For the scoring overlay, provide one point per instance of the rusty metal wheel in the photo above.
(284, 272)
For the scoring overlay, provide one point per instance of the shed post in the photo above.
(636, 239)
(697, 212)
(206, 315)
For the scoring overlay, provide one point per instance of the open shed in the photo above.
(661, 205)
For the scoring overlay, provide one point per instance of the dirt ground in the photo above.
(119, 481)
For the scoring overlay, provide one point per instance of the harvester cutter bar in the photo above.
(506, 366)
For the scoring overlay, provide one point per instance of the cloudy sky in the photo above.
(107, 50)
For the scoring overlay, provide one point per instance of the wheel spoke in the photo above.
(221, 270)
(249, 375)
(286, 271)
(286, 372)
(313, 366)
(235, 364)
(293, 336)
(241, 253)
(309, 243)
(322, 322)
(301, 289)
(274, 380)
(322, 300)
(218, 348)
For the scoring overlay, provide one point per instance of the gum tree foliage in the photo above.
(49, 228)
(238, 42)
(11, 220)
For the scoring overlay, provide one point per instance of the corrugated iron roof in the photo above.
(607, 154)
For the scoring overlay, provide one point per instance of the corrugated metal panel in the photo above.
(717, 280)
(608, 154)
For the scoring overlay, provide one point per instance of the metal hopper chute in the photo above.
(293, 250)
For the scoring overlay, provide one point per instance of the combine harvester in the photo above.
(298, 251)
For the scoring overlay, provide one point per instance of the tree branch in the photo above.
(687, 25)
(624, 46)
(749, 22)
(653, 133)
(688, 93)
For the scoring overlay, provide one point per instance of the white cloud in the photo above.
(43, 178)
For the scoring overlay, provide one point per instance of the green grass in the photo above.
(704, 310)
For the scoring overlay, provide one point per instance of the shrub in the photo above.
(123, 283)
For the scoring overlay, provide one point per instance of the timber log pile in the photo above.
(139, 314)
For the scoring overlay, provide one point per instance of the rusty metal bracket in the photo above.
——————————
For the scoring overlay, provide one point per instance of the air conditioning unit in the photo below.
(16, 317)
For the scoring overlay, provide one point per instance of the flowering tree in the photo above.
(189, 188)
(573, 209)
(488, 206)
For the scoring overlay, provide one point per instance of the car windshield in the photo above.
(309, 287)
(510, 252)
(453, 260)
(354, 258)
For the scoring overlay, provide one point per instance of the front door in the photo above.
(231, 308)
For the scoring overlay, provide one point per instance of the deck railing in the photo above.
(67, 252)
——————————
DESCRIPTION OF THE TASK:
All lines above from the one containing "pile in the photo above." to the one containing "bracket in the photo above." must be repeated exactly, both lines included, and no others.

SOLVED EXERCISE:
For the scoring overlay, provide one point per instance of the timber log pile in the photo above.
(139, 314)
For the scoring overlay, provide one point per instance of the rusty metal bracket in the photo above.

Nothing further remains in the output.